15 anos sem o artilheiro Delfín Benítez Cáceres, ídolo de Boca e Racing que defendeu Paraguai e Argentina
Se recentemente argentinos vêm cada vez mais reforçando a seleção paraguaia, antigamente ocorria o inverso: Heriberto Correa figurou nas eliminatórias à Copa de 1974 e Constantino Urbieta Sosa foi ao mundial de 1934, mesmo ano em que Delfín Benítez Cácares representou a equipe principal da Argentina – país que teve a sorte de ver de perto os chamados “quatro marechais do futebol do Paraguai”, os principais jogadores guaranis da primeira metade do século XX: ele, Arsenio Erico (que, maior artilheiro do Independiente e do futebol argentino, só não defendeu a Albiceleste por recusa-la), Manuel Fleitas Solich e Gerardo Rivas. Ontem completou-se 15 anos do falecimento de El Machetero, brilhante nos anos 30 por Boca (onde ainda é o estrangeiro com mais gols) e nos 40 pelo Racing.
══════════════════════════════
**Enunciado 1**
Responda com base no texto sobre Delfín Benítez Cáceres:
(a) Em que ano Constantino Urbieta Sosa foi ao mundial?
(b) Por qual apelido Delfín Benítez Cáceres é chamado?
(c) Em qual clube ele brilhou nos anos 40?
**Enunciado 2**
Prossiga o texto sobre Delfín Benítez Cáceres, escrevendo o trecho que vem logo após a última frase.

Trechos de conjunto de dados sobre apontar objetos
══════════════════════════════
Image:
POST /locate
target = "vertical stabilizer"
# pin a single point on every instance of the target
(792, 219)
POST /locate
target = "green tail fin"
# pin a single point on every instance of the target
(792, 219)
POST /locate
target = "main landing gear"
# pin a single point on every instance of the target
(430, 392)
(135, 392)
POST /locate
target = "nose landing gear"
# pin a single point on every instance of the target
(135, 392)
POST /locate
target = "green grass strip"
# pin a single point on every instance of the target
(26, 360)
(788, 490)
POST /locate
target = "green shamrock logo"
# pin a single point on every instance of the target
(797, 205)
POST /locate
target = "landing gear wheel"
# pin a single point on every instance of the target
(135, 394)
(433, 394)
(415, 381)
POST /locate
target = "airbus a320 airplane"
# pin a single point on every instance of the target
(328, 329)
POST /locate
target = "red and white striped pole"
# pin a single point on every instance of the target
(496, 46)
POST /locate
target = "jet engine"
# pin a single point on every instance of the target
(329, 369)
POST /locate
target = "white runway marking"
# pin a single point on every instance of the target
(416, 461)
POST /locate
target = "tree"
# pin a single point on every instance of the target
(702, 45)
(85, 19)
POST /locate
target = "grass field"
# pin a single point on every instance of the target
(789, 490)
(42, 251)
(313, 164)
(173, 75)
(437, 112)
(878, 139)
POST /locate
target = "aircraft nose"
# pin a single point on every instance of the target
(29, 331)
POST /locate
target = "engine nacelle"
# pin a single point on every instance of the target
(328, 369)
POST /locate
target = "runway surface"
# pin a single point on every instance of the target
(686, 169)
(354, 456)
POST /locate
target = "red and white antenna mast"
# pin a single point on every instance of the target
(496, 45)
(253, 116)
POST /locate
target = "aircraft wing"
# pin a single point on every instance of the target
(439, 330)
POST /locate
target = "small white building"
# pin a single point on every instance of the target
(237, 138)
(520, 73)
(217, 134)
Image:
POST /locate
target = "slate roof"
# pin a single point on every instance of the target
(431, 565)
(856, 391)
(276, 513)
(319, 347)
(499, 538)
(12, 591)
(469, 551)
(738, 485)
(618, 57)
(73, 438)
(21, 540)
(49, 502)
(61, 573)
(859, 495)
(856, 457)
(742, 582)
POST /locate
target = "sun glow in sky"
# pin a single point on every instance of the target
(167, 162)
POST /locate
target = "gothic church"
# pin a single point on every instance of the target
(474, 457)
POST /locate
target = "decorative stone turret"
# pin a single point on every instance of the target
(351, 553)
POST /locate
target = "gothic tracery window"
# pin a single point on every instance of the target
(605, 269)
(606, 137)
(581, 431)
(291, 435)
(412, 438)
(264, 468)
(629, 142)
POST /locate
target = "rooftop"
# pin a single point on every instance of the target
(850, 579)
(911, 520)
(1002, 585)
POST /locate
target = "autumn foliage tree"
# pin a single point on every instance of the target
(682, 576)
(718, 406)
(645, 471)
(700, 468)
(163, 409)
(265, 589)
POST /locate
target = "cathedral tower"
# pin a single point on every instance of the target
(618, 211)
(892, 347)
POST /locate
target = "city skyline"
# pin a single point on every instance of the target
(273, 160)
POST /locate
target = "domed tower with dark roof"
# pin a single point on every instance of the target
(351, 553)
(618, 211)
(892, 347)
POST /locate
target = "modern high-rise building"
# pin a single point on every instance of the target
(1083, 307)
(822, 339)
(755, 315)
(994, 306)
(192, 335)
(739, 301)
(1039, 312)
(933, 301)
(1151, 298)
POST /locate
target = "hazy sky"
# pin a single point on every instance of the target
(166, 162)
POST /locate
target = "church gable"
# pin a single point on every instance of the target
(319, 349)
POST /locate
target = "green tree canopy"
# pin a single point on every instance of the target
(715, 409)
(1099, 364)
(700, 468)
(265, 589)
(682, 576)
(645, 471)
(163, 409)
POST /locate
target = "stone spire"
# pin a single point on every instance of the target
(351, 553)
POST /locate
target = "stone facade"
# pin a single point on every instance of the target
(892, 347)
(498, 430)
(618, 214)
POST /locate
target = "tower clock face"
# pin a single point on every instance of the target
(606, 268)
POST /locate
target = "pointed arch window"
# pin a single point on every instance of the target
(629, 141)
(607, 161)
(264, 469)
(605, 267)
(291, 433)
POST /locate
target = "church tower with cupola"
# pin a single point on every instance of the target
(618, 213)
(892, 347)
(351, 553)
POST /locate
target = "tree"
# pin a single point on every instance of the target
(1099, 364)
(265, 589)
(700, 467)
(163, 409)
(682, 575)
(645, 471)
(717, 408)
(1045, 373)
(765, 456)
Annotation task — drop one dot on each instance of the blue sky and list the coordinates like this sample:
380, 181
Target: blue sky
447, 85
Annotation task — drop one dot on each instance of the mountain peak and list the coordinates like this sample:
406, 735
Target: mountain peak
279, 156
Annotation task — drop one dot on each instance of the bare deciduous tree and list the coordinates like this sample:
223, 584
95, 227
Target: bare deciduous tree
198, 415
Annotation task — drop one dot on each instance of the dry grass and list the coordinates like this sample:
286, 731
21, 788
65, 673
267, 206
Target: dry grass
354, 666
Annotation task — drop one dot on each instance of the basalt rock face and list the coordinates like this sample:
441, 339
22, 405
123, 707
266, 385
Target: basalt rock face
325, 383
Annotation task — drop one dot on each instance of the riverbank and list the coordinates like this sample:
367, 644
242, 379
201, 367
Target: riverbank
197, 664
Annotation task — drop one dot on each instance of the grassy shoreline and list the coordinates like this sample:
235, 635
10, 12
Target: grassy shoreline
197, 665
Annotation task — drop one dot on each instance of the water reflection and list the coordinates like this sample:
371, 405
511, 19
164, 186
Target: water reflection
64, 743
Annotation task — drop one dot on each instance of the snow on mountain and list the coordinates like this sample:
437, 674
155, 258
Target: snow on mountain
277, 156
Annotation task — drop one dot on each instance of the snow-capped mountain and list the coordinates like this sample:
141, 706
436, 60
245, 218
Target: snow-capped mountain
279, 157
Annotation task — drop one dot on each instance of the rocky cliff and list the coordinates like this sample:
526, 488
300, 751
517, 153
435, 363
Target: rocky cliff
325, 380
══════════════════════════════
**Resultado 1**
(a) Em 1934.
(b) El Machetero.
(c) No Racing.

**Resultado 2**
Benítez Cáceres, nascido em 24 de setembro de 2010 em Assunção, dizia que “nasceu em um estádio”. No seu caso, o do Libertad, situado de modo aberto em frente à sua casa – “era como meu pátio, atravessava a rua e o tinha ali. Ali aprendi a caminhar e a jogar futebol, vivia ali”. Ficava à espreita das partidas adultas aguardando oportunidade e ela veio aos 17 anos, para substituir exatamente o lesionado Gerardo Rivas contra o Olimpia. Entrou e marcou o gol da vitória por 2-1. Ainda em 1929, Rivas rumou ao futebol argentino, sendo um raro vira-casaca profissional por Rosario Central e Newell’s. Na época, não se convocava quem atuasse fora do país e com isso ele e Fleitas Solich (já no Boca, na época) ficaram de fora da Copa do Mundo de 1930; Erico, que ainda tinha 15 anos na época do mundial, jamais defendeu a Albirroja ao partir cedo demais ao Independiente e também em função da Guerra do Chaco com a Bolívia. Só defendeu a seleção da Cruz Vermelha reunida para angariar fundos em prol das vítimas do conflito.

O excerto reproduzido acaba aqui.